:: Your task ::
Carry on the text about the strategic roles of Special Forces, starting after its last sentence.

:: Text to read ::

Despite cases such as these, the balance of evidence indicates that Special Forces can be a critical strategic asset, provided they are used properly. As to what ‘used properly’ means, there are three designated roles of UK Special Forces at the time of writing: surveillance and reconnaissance, support and influence, and offensive action against important targets. These mission types are apparent in the histories of most Special Forces, UK and otherwise.[ix] The surveillance and reconnaissance role impacts frequently more at the operational than the strategic level, and usually involves Special Forces working to the benefit of other forces in theatre. For example, the Long Range Desert Group’s (LRDG) reporting on the movements of Axis reserves deep behind their lines in North Africa, or UK Special Forces intelligence-gathering, in plain clothes and unmarked vehicles, in Aden and Republican-controlled areas of Northern Ireland.[x] However, Special Forces are growingly informing decision-making at the government level. They do this through covert or concealed insertion into global trouble spots from where they can report back on the situation ‘in real time’ in ways in which satellites and spy aircraft cannot. They are able to achieve this with more flexibility and less of the ‘friction’ arising from taskable agents of intelligence agencies. They also have the ability to be reassigned to other tasks, such as overseeing and protecting the evacuation of civilians, as 22 SAS were reported as doing in Libya in February 2011.[xi]
Offensive action can be divided into two broad forms: coups de main – seizing key facilities or people as part of wider operations within a theatre – or hit-and-run raids aimed specifically at neutralising such targets. While conventional units such as light infantry or even armour might reasonably execute such actions, what differentiates Special Forces is the precision with which they can conduct them, and being able to conduct them in time and space not accessible by conventional units. Examples include Otto Skorzeny’s rescue of Mussolini from Allied captivity in September 1943 and his kidnap of Nicholas Horthy, son of the Regent of Hungary, in October 1944, as a negotiating tool; Special Operations Executive’s (SOE) assassination of Obergruppenfuehrer Reinhard Heydrich, the Nazi governor of Czechoslovakia in June 1942; Allied Special Forces’ operations against Saddam Hussein’s Scuds during the 1991 Gulf War, aimed partially at protecting rear areas in Saudi Arabia, partially at keeping Israel out of the war.[xii] All these operations were effective at the strategic level, and each involved the kinetic action of no more than a few hundred lightly armed personnel, even fewer in most of them.

:: Given material ::
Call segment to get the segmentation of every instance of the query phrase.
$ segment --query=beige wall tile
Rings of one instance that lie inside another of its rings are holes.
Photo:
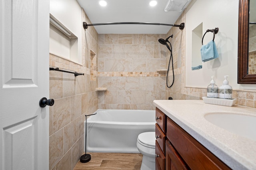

:: Reply ::
Cost-effectiveness becomes more apparent still with influence and support, which involves, among other things, waging warfare in enemy-held areas in cooperation with local forces, in many cases as a covert surrogate for main force action. A good example of the potential political-strategic impact of this is the use of two squadrons of 22 SAS to assault the main rebel stronghold in the Djebel Akhdar in Oman in 1959, as a low-key, plausibly deniable substitute for a major British deployment in the immediate aftermath of the Suez embarrassment, and which succeeded in saving the regime of the Sultan of Oman, a close British ally in a globally important region.[xiii] A more open variation came in 2001, US SOF operating alongside Northern Alliance forces in Afghanistan, providing technical and firepower support, summoning airstrikes from the US and allied Air Forces, and generally ensuring the often unpredictable Afghan warlords abided by US strategic aims.[xiv] In both cases again, less than 100 pairs of boots were deployed on the ground.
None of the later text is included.